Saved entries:
▬▬▬▬▬▬▬▬▬▬

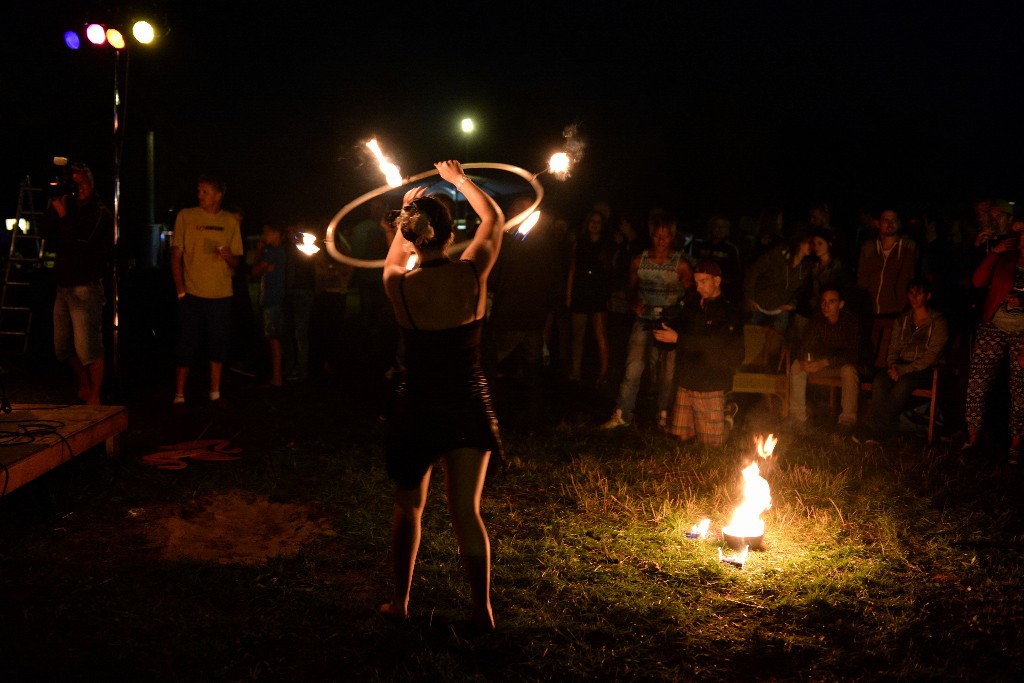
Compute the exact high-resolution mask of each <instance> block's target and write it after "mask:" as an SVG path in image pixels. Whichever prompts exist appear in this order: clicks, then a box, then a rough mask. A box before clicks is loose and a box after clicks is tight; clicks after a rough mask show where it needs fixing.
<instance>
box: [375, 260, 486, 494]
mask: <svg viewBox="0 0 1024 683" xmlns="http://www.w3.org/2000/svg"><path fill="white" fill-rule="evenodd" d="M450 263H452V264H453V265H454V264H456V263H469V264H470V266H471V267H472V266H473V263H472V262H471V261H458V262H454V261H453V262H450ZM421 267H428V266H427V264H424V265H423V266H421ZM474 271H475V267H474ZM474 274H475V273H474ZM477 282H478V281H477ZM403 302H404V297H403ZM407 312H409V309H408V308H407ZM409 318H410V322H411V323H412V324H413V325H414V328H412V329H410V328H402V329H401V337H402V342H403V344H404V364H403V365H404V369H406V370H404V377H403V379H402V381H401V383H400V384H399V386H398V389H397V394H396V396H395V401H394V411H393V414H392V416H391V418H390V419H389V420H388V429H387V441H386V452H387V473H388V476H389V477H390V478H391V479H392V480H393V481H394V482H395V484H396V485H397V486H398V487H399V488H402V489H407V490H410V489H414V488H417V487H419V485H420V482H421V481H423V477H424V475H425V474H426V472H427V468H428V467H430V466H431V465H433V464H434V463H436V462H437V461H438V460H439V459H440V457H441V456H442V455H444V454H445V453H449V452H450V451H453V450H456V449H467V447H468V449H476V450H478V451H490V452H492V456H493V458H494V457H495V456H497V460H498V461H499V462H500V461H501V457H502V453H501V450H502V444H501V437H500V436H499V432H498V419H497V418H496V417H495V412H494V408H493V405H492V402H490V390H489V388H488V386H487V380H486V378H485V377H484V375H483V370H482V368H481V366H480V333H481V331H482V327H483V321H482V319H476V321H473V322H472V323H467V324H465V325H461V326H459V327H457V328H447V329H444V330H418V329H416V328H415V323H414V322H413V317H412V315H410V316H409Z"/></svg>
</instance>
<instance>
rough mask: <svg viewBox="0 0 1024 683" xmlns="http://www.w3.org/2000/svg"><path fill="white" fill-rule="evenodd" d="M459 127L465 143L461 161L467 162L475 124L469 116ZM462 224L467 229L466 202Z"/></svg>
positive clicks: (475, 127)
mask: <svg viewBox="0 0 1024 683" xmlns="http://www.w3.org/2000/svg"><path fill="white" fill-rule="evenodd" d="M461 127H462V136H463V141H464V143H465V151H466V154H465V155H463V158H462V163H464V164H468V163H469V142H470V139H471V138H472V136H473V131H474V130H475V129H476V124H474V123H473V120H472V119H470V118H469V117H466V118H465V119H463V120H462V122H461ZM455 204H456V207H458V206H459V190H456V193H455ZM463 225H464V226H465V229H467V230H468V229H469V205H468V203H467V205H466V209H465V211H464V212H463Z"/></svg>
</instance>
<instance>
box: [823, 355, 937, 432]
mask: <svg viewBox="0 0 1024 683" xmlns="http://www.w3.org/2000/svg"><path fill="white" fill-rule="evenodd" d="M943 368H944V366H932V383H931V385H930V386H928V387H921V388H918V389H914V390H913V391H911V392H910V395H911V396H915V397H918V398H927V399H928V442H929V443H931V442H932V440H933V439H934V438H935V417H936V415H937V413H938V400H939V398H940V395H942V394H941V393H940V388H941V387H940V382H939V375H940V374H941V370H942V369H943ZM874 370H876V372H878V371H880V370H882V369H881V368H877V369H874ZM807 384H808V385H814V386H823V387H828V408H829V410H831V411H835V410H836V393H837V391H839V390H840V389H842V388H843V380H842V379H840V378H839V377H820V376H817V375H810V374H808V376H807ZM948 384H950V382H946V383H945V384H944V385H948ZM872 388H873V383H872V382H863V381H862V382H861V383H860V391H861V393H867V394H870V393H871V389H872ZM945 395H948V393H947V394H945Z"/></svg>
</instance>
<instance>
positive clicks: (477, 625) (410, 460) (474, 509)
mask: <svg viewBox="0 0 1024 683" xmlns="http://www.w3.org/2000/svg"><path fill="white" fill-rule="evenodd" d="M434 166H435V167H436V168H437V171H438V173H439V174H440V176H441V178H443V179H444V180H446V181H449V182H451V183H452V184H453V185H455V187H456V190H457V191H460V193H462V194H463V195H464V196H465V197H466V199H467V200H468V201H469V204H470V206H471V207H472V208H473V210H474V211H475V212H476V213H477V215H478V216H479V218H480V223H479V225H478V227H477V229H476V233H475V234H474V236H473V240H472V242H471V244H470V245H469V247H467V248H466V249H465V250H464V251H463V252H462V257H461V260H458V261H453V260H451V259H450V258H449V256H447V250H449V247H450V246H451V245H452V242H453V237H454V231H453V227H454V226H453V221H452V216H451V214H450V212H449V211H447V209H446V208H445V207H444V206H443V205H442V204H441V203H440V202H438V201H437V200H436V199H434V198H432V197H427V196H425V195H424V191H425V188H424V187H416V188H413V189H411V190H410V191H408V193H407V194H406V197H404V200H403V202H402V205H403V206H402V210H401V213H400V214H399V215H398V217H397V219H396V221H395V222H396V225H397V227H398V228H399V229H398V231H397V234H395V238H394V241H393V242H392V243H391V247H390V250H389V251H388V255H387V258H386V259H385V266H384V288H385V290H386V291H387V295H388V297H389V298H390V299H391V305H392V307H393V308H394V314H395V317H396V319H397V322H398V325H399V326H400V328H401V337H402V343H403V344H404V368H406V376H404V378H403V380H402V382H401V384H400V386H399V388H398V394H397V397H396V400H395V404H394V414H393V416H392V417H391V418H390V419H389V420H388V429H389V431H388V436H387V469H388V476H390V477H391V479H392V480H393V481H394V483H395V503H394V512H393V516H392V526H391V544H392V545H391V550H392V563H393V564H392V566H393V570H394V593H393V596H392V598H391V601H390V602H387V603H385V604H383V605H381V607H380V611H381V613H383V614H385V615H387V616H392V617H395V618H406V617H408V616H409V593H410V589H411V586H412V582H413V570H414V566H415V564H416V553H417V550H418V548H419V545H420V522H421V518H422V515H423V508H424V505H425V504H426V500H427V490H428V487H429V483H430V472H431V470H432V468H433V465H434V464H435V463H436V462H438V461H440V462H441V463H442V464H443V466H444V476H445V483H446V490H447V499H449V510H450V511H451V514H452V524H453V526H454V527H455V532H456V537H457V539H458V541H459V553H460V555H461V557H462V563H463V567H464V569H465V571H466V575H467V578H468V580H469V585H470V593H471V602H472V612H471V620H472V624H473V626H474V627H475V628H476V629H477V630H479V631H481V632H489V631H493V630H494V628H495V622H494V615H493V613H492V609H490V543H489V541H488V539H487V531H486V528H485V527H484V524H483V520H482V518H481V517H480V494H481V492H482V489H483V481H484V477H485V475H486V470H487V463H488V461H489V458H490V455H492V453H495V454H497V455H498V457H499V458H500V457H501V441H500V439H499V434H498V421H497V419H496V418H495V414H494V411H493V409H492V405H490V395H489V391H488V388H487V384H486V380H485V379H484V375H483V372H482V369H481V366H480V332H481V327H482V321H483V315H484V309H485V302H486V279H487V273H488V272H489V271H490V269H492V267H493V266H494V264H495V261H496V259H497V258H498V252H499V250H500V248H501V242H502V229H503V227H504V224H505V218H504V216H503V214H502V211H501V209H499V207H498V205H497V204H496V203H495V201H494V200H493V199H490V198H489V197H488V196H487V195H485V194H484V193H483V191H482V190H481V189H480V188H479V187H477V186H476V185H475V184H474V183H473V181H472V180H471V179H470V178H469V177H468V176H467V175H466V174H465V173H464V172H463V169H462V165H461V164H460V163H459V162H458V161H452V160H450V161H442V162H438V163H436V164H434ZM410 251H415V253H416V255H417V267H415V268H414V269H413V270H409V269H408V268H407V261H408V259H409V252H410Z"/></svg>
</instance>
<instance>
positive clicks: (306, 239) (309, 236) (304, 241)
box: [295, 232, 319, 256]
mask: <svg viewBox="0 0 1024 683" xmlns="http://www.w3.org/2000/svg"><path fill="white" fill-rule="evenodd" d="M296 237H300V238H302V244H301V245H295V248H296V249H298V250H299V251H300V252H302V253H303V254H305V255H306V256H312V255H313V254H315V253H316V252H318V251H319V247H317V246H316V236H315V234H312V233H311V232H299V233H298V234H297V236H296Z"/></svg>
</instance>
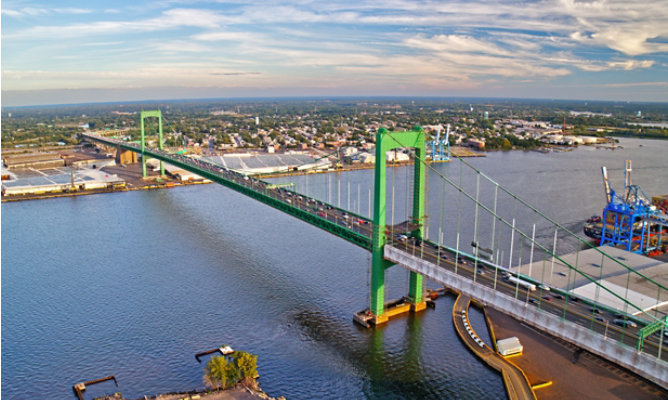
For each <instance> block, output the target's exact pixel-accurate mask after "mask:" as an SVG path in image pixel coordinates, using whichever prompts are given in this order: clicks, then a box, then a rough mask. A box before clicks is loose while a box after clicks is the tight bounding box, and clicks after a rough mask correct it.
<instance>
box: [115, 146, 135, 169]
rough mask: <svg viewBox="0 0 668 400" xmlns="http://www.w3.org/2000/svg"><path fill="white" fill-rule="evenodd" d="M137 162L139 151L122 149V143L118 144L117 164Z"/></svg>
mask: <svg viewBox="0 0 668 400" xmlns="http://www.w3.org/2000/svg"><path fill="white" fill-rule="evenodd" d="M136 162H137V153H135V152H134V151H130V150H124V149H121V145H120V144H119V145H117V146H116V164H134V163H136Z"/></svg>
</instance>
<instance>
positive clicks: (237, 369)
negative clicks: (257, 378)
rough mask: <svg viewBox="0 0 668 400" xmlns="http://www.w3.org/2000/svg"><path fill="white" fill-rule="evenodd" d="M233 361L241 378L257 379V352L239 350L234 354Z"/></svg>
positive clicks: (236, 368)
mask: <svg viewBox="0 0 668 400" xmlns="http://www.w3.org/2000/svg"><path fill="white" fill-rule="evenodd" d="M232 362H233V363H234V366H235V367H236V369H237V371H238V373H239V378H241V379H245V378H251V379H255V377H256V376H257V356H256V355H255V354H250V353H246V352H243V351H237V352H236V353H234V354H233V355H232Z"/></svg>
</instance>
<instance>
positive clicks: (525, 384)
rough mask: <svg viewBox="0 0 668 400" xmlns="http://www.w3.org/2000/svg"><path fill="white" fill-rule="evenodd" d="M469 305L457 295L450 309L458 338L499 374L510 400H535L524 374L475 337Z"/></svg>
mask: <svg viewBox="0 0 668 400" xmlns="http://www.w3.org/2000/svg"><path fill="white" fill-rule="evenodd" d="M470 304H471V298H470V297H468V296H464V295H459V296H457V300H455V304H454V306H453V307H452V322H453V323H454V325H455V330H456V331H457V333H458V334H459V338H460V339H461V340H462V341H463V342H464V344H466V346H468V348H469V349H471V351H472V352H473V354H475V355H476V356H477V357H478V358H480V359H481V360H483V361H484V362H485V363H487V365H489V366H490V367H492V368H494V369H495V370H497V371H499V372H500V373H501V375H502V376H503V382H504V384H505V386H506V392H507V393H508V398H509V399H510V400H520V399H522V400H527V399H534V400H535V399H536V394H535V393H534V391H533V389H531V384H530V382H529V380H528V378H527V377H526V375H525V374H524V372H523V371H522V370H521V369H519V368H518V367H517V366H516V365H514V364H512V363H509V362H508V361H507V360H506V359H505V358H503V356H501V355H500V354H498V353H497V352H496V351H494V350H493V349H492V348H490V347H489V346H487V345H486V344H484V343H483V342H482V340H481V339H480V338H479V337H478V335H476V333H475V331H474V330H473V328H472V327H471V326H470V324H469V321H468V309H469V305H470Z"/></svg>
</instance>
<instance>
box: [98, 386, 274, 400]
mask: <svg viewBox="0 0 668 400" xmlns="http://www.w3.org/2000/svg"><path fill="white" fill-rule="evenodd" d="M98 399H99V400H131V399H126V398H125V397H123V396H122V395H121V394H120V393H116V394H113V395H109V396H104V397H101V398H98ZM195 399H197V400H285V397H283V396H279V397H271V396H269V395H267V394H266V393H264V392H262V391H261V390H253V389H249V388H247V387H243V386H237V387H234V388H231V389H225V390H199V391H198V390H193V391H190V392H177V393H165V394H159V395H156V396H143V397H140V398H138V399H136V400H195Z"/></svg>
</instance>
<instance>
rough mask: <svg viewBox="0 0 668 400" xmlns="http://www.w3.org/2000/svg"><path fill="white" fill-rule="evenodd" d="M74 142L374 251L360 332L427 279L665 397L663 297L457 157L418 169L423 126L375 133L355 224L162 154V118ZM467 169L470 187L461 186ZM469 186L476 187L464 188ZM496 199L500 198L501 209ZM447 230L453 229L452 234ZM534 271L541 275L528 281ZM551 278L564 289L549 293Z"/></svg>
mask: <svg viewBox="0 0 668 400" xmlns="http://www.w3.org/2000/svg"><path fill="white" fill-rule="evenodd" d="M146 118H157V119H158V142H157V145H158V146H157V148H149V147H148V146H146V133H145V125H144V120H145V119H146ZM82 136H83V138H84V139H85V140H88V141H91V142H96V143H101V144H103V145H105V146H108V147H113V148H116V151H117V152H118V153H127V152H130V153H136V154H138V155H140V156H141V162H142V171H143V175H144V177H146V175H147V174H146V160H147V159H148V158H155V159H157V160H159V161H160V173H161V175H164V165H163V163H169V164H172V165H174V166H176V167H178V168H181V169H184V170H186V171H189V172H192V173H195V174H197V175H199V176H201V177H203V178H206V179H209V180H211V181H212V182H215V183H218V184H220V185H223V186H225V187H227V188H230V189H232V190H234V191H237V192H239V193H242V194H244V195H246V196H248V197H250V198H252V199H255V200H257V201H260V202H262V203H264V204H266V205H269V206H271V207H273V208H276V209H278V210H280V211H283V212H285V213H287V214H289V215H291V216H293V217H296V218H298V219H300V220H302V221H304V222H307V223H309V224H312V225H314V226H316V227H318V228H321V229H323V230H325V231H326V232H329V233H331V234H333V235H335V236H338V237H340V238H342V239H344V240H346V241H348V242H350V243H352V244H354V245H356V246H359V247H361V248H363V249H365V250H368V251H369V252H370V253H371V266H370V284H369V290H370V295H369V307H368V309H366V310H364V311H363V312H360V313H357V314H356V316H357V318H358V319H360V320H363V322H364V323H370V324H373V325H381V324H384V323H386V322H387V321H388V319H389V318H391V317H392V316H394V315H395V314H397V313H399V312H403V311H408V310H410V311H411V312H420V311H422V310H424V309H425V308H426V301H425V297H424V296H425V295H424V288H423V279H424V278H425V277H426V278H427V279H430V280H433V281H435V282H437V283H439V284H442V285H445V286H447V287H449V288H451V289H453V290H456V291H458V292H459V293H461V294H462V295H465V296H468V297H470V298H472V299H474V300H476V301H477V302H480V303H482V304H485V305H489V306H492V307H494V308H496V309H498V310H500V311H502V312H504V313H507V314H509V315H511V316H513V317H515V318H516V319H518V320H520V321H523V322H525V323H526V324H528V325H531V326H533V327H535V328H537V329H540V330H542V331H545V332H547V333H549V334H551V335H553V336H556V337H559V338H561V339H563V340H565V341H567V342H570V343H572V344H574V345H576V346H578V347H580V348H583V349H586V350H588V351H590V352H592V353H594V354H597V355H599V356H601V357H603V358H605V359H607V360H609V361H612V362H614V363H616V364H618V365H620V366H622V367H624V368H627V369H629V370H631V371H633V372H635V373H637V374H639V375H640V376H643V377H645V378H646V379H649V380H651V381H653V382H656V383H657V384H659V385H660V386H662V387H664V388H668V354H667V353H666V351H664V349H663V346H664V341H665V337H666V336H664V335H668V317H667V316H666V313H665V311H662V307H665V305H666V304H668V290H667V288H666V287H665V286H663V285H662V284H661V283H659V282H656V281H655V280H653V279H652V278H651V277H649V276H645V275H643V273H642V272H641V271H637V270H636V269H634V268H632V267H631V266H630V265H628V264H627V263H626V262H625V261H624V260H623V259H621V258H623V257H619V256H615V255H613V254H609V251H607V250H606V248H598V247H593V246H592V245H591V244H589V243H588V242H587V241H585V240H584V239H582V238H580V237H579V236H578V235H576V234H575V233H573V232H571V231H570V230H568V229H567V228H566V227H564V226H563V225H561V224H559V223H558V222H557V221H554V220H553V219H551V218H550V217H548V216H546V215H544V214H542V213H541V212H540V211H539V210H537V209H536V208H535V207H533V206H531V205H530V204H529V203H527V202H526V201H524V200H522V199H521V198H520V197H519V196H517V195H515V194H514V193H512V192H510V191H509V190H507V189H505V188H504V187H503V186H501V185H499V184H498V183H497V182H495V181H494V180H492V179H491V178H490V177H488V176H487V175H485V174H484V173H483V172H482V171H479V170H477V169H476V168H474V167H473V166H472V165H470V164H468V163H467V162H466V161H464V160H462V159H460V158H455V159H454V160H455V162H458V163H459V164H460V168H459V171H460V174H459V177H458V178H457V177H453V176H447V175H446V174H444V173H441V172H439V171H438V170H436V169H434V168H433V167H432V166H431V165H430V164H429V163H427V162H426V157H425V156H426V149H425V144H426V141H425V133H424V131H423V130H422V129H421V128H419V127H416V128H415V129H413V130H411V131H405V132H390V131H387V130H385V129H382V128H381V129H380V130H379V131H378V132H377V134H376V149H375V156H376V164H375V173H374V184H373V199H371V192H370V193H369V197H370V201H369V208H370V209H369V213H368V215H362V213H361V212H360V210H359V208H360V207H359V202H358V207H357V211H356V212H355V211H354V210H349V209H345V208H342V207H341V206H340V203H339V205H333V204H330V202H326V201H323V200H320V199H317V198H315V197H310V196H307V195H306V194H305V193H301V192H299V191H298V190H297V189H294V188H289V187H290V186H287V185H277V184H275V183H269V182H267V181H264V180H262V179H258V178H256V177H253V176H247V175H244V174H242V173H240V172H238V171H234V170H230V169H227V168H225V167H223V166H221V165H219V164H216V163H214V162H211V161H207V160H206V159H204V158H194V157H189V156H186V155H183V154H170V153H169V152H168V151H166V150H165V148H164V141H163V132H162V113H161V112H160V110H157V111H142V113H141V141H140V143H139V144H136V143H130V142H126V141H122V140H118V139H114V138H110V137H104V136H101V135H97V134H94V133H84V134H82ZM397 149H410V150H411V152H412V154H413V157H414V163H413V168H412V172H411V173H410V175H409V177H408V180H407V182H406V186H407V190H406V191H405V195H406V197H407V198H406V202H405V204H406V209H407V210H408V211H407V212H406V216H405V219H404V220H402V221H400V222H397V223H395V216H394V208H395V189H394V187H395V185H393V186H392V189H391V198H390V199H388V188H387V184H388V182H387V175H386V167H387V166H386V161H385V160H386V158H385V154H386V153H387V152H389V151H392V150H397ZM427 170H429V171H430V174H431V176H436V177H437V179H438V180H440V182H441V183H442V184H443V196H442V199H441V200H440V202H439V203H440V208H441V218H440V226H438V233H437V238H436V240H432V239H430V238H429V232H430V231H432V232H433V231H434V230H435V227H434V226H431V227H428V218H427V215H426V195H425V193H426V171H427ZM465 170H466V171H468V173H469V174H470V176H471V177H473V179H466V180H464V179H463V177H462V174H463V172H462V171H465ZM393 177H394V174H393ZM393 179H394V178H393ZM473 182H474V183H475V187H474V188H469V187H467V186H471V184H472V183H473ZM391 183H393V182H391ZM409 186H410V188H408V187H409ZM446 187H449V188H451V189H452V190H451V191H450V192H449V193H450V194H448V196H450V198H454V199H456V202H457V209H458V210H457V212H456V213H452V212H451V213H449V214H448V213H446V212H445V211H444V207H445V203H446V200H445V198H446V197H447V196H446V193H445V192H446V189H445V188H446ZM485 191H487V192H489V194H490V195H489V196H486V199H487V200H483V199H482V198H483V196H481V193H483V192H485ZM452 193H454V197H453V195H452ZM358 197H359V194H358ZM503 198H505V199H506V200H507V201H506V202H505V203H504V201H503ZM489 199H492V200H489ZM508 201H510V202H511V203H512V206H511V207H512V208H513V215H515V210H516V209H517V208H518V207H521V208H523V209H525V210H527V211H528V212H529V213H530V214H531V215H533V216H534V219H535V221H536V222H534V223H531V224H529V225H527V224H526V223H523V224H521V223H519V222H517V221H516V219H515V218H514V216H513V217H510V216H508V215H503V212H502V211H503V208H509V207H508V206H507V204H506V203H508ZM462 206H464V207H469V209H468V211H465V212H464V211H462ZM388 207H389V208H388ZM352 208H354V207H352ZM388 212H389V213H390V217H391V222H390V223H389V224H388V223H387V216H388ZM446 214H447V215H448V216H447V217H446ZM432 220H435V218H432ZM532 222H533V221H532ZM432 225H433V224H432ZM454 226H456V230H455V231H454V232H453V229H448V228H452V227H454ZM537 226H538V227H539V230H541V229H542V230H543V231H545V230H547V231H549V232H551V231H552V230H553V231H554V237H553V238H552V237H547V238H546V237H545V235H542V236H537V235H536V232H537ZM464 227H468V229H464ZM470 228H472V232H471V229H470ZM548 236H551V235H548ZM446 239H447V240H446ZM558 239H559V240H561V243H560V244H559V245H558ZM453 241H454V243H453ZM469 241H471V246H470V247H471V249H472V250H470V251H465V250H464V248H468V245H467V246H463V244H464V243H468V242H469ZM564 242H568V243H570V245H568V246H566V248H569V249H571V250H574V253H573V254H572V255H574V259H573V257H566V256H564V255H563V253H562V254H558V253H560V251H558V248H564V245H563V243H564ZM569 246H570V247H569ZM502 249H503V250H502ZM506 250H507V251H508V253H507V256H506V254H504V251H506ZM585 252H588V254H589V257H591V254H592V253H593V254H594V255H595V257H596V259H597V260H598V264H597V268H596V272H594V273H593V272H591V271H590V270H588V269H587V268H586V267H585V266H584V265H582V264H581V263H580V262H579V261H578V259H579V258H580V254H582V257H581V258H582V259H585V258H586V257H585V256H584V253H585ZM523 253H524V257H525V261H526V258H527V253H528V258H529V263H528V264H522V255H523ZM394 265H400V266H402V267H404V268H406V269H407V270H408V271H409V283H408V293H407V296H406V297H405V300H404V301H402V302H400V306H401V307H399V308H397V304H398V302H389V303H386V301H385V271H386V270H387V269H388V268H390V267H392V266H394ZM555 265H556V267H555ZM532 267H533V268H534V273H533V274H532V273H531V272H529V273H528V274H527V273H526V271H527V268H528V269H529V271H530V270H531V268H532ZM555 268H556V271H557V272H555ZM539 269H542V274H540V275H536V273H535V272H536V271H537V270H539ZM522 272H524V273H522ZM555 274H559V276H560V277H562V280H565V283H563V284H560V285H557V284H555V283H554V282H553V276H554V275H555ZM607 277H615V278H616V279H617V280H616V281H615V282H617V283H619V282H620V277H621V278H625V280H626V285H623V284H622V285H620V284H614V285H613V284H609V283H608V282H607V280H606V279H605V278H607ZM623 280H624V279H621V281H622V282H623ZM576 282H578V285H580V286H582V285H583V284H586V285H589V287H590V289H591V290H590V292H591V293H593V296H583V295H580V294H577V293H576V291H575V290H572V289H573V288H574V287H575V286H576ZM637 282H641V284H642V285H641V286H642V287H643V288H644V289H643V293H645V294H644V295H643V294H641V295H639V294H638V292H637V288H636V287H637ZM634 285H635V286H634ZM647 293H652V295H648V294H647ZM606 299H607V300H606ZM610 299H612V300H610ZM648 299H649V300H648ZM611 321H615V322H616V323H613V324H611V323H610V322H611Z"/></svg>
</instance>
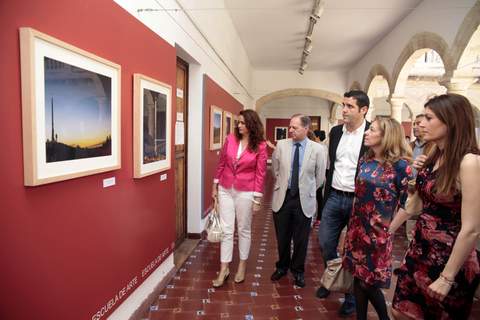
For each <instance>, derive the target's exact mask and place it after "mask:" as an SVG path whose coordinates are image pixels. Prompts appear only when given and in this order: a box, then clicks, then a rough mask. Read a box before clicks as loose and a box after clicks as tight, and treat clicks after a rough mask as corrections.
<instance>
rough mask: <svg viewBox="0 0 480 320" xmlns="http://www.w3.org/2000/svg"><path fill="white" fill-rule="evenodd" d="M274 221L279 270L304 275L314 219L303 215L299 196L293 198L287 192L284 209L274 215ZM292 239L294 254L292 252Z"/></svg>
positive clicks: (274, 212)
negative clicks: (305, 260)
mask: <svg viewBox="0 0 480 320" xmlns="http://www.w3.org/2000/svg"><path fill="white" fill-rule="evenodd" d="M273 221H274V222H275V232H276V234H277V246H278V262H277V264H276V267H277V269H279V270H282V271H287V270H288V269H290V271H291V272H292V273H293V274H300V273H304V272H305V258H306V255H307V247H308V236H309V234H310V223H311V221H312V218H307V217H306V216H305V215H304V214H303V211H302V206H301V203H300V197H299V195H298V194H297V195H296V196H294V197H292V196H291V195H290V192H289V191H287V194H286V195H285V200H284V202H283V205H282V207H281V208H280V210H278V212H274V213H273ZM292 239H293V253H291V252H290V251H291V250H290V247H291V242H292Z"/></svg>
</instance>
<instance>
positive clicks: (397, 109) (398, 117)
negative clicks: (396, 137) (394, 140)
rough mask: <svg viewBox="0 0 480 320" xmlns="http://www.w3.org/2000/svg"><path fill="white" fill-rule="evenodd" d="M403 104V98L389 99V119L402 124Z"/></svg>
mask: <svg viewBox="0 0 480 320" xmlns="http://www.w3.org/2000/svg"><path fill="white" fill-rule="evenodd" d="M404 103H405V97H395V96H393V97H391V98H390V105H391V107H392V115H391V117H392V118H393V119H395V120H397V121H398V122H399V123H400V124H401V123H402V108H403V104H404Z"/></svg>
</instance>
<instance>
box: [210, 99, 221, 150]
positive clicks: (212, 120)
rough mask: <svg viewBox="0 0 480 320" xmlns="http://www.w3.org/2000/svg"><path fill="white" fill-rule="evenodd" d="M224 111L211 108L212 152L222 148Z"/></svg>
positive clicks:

▬▬▬▬▬▬▬▬▬▬

WHAT IS NEEDED
In the data above, find each line that uses the string "pixels". Copy it.

SOLUTION TO THIS EXERCISE
Compute the exact high-resolution mask of each <instance> block's target and write it after "mask:" as an SVG path in image pixels. Whichever prompts exist appear in this order: clicks, then a box, then a rough mask. A box before clicks is loose and a box after clicks is tight; clicks after a rough mask show where it needs fixing.
For each <instance>, derive the target's exact mask and place it after "mask:" as an SVG path whose coordinates are image pixels. Prompts appear only when given and in this order: a box, then clicks, then a rough mask. Read a box before clicks as loose and a box after clicks as tight, and treat clicks after a rough mask as corrections.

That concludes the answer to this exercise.